**EXERCISE AIM:** Leaving out every line that comes before the one containing "For a UI automation task, identify the green shingled", output the rest of the records exactly, the final line included.

**Records drawn from a dataset:**
________________________

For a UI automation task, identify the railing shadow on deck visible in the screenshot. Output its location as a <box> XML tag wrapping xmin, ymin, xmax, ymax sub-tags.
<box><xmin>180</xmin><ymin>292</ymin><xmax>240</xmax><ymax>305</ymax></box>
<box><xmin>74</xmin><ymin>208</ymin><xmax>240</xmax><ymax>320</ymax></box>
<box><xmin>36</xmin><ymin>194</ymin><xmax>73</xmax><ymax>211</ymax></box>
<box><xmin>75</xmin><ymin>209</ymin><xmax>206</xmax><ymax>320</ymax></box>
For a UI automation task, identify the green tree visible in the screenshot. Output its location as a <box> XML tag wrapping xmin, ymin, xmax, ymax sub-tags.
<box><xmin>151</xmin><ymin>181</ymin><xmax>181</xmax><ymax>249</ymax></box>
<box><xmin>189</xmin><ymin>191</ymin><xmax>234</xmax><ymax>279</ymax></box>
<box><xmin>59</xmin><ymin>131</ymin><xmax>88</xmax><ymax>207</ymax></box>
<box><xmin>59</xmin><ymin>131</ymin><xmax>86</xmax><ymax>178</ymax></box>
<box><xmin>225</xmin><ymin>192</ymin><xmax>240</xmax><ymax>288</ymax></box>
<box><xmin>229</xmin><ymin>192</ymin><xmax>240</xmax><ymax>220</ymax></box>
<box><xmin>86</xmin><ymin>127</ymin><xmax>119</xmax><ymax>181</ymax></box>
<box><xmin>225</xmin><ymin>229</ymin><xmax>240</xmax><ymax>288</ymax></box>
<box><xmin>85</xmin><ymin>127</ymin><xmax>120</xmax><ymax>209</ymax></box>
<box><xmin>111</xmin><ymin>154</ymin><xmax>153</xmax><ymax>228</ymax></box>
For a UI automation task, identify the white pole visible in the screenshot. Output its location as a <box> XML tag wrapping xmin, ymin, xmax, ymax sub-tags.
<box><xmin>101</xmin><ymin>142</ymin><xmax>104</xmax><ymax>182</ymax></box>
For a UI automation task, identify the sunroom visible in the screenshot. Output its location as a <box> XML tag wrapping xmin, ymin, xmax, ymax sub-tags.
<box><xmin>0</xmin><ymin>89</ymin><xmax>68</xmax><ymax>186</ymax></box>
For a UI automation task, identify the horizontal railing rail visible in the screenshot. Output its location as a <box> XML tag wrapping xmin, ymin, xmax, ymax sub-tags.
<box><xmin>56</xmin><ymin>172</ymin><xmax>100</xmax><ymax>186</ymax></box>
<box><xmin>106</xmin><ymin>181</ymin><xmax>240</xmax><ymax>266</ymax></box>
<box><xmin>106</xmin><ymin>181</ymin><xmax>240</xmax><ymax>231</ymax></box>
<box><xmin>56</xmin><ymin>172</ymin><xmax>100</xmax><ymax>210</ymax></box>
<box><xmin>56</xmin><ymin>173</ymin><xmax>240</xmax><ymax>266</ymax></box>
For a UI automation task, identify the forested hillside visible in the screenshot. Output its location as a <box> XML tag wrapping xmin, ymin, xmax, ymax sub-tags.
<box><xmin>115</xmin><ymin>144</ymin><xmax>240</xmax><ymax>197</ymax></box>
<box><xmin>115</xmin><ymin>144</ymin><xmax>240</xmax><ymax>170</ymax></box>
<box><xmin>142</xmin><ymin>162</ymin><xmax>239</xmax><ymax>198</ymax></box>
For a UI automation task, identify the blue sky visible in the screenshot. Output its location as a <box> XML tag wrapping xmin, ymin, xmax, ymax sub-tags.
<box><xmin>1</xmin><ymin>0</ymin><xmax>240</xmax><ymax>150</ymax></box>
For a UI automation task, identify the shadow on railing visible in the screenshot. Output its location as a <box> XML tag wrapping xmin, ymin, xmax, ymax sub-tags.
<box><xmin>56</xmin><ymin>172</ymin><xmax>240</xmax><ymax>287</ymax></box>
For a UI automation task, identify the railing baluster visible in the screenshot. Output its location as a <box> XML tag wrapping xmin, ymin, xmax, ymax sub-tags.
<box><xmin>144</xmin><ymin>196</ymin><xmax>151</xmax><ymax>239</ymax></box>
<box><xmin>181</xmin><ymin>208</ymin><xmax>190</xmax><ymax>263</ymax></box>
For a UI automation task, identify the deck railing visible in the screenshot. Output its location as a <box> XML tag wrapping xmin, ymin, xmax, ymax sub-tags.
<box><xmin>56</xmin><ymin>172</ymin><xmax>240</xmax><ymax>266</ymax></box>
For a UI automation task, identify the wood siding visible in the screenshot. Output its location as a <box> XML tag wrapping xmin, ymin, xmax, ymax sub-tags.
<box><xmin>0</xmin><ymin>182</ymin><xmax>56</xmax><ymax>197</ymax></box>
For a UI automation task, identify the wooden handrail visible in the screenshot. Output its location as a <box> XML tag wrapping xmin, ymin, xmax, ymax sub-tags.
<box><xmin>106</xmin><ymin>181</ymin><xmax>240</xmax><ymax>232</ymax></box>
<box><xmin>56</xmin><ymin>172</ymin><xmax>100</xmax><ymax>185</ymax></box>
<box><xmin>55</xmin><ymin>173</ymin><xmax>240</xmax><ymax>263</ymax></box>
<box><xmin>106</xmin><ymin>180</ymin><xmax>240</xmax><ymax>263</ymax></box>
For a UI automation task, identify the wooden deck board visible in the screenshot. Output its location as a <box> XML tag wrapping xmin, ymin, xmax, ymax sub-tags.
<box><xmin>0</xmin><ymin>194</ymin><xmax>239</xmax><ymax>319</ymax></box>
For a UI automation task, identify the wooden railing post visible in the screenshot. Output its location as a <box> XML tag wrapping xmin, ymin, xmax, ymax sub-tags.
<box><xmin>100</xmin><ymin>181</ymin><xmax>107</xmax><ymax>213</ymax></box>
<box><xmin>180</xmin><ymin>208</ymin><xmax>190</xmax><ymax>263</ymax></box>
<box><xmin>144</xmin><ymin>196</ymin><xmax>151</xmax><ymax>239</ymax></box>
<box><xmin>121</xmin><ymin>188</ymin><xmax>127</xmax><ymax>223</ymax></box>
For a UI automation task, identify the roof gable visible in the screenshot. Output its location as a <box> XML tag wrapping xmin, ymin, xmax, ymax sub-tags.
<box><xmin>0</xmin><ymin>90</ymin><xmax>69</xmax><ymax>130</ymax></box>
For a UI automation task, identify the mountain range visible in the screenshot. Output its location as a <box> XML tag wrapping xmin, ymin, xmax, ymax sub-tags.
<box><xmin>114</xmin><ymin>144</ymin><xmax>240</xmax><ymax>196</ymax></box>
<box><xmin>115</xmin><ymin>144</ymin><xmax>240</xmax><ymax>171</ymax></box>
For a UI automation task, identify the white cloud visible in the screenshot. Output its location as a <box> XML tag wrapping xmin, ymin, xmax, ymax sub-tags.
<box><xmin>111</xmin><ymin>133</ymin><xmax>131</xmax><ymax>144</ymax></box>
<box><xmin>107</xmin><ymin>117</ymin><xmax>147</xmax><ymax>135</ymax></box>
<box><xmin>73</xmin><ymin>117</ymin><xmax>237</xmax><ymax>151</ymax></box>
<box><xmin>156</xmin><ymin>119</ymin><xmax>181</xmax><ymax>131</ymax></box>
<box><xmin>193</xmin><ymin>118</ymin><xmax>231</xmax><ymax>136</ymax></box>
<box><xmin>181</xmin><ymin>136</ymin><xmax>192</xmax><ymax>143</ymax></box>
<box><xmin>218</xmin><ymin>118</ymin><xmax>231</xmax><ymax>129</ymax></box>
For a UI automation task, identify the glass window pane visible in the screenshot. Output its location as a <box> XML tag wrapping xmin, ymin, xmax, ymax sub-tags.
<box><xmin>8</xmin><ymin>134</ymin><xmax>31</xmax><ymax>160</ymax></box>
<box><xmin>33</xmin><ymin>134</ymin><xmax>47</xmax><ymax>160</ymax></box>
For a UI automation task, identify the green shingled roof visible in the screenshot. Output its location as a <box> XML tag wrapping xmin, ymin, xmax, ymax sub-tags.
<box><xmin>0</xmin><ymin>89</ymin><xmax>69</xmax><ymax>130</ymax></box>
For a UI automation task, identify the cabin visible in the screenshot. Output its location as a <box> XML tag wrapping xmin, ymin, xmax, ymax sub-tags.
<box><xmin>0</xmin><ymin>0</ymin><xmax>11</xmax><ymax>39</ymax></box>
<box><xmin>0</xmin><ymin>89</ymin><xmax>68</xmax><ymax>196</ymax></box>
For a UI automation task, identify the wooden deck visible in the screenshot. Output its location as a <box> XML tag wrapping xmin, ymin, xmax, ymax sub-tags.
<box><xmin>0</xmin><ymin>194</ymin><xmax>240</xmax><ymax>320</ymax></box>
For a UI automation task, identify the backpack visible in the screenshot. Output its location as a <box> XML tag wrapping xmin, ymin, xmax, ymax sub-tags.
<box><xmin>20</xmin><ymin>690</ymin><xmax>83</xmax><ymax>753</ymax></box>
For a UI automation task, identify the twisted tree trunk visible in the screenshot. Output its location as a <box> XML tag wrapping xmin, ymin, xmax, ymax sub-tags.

________________________

**WRITTEN ANSWER:**
For a UI automation task, identify the green shingled roof visible in the screenshot. Output its location as a <box> XML tag wrapping xmin, ymin, xmax, ymax sub-tags.
<box><xmin>0</xmin><ymin>89</ymin><xmax>69</xmax><ymax>130</ymax></box>
For a UI automation task, identify the cabin visible in the screenshot. Output its location as a <box> XML tag wrapping xmin, ymin, xmax, ymax sub-tags.
<box><xmin>0</xmin><ymin>0</ymin><xmax>11</xmax><ymax>39</ymax></box>
<box><xmin>0</xmin><ymin>89</ymin><xmax>68</xmax><ymax>196</ymax></box>
For a UI automation task, identify the wooden deck visible in the screenshot. Output its location as a <box> XML tag wrapping xmin, ymin, xmax, ymax sub-tags.
<box><xmin>0</xmin><ymin>194</ymin><xmax>240</xmax><ymax>320</ymax></box>
For a UI automation task, identify the backpack visible in the screenshot. Output its location as a <box> XML tag wrapping xmin, ymin, xmax, ymax sub-tags.
<box><xmin>20</xmin><ymin>690</ymin><xmax>83</xmax><ymax>753</ymax></box>
For a UI automation task, identify the twisted tree trunk visible in the screenshot. Output its location as a <box> XML tag wrapping xmin, ymin, xmax, ymax sub-tags.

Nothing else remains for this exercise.